Reading passage:
+ + + + + + +

Wednesday, February 16, 2011

Here is what I love about Tony Fernandez, aside from, like, the existential fact of Tony Fernandez

Such a stance.
Tony Fernandez is known to you, and indeed quite possibly loved by you, if you are a fan of, OK, let's see: the Toronto Blue Jays, San Diego Padres, New York Mets, Cincinnati Reds, New York Yankees, Cleveland Indians (though that one's complicated), Seibu Lions, or Milwaukee Brewers.  In the New Bill James Historical Baseball Abstract, which is the one you bought in 2001 after you read about it in Rob Neyer's column, Fernandez is ranked as the twenty-fourth best shortstop in baseball history according to James' then-novel, now-who-cares Win Shares formula (each Win Share is equal to exactly one third of a win! and there's no such thing as a negative Win Share so anything negative just gets zeroed out and diminishes the Win Share totals of everyone else on the team and the whole thing doesn't really make sense! OK cool!). Here is the complete text of the Fernandez entry in that weighty, weighty tome: "Hit .300, as a regular, in 1986, 1987, 1998, and 1999 -- but had an eleven-year stretch in mid-career in which he never hit higher than .287.  He is currently (year 2000) playing with the Seibu Lions in Japan. This cuts the number of teams that he has never played for to three."  This is pretty comprehensive.  I might have added something about how the way he would sidearm the ball to first was the coolest thing ever, but aside from that, all of the essentials are there.  Tony Fernandez hit for a nice average, and he played for pretty much everybody.  But what is neatest about Tony Fernandez, I think, is that he had four separate stints with the Blue Jays.  Four!    

Such a feed.
And the thing about that is this: Tony Fernandez is like a thread woven through the history of the Toronto Blue Jays, or at least the first twenty-five years of it.  If that last sentence is clumsy, you can take it up with the late great Tom Cheek for it, because he said it on the radio in 2003 and I wrote it down in my scorekeeping book and now eight years later, there it is, and if you don't like it, then yeah, take it up with a man who is dead, better than you, and also obviously correct, so you will lose badly for at least those three reasons.

+ + + + + + +

Data lines:
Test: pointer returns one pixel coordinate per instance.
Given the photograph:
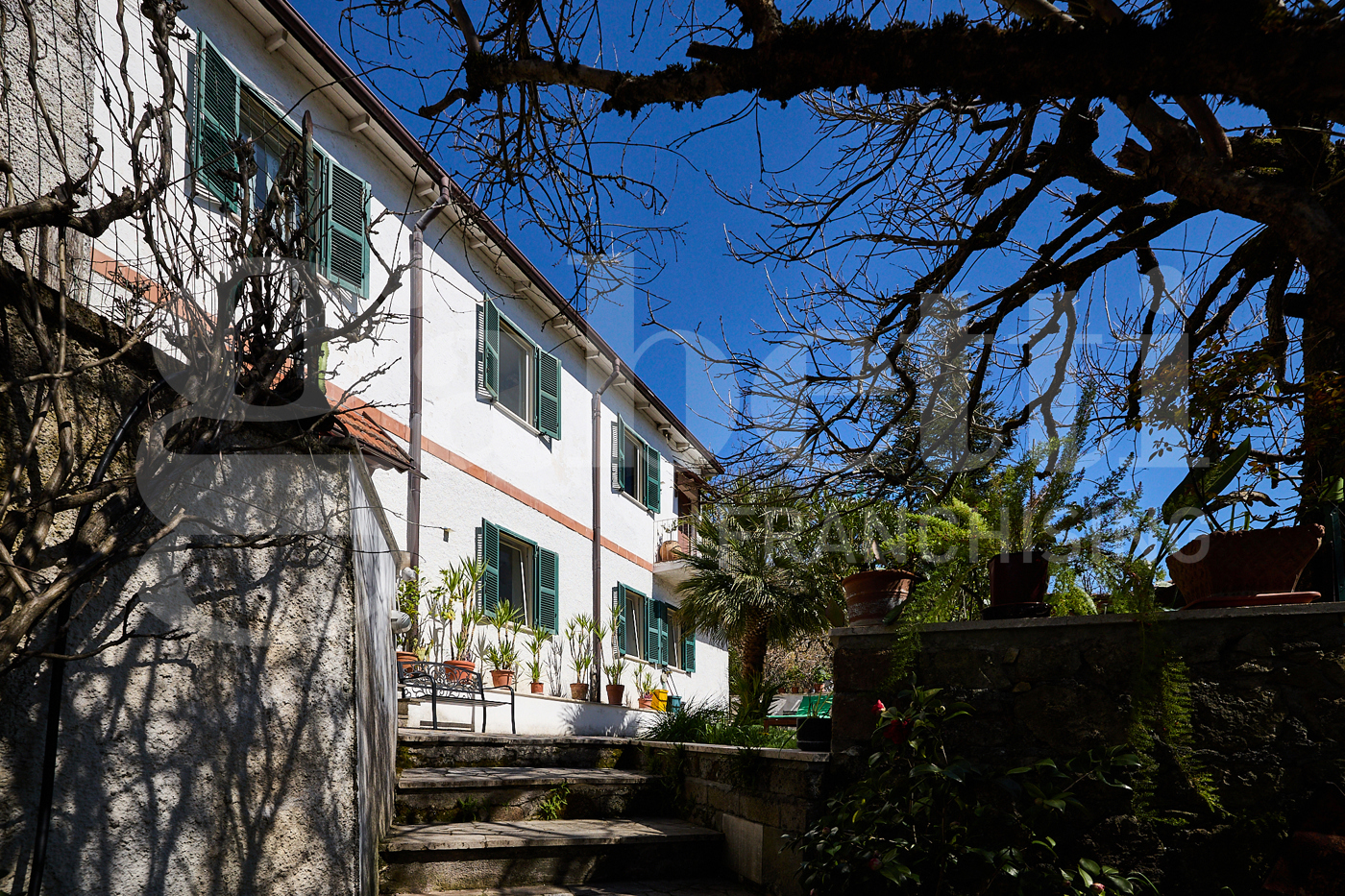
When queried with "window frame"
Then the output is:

+ + + + + + +

Objectives:
• A. List every team the blog post about Tony Fernandez names as one whose fans may know or love him.
• B. Answer these questions using the blog post about Tony Fernandez:
(i) Where does the New Bill James Historical Baseball Abstract rank Fernandez among shortstops in baseball history?
(ii) How many separate stints did Fernandez have with the Blue Jays?
(iii) In what year did Tom Cheek say on the radio that Fernandez is like a thread woven through Blue Jays history?
• C. Go on with the blog post about Tony Fernandez, starting after its last sentence.
The material comes from a source separate from the blog post about Tony Fernandez.

In response:
• A.
Toronto Blue Jays
San Diego Padres
New York Mets
Cincinnati Reds
New York Yankees
Cleveland Indians
Seibu Lions
Milwaukee Brewers

• B.
(i) Twenty-fourth best
(ii) Four
(iii) 2003

• C.
There's nothing especially profound about it; it's just true, and neat.  Fernandez was signed in the Dominican Republic in 1979 by Epy Guerrero, the name most closely associated with how the Blue Jays, from the early days up to and and including the signing of Carlos Delgado years later, were totally on top of things in the Dominican.  Fernandez was called up in 1983, the first winning season in Toronto, and by the time they were among the best teams in baseball two years later, he had taken over for Alfredo Griffin as the everyday shortstop (Alfredo Griffin: another strong source of baseball feelings). And, yeah, maybe they blew it in 1985.  OK, they obviously, totally blew it in 1985, and went from a 99-win team to an 86-win team the next year, but the Blue Jays had arrived.  And so had Tony Fernandez: in the next four years he picked up four Gold Gloves, made three All-Star teams, and finished in the top ten in MVP voting for his pretty rad 1987 season (.322/.379/.426/many awesome sidearm throws to first).  The Blue Jays were winners, if not champions.  Tony Fernandez was an All-Star, if not an MVP.  Everything was cool.

Such a turn.
Then, in a move that shocked every twelve-year-old in Canada, Fernandez and Fred McGriff (who Joe Torre says in The Yankee Years "scared the shit" out of him, and rightly so) were traded for Joe Carter, who we kind of remembered as an Indian, and Roberto Alomar, who we'd never heard of, because he played in the National League, which, what the hell?  Anyway, as history has shown, that totally worked out.

And it was really, really cool that Tony Fernandez managed to make it back in time to get in on the championship years.  He'd been totally solid in San Diego before playing just awfully for the Mets, which meant a mid-season trade back to Toronto, where he utterly tore shit up for the remainder of the year and drove in nine runs -- Tony Fernandez drove in nine runs -- in the 1993 World Series.  That was awesome.  

Such a World Series.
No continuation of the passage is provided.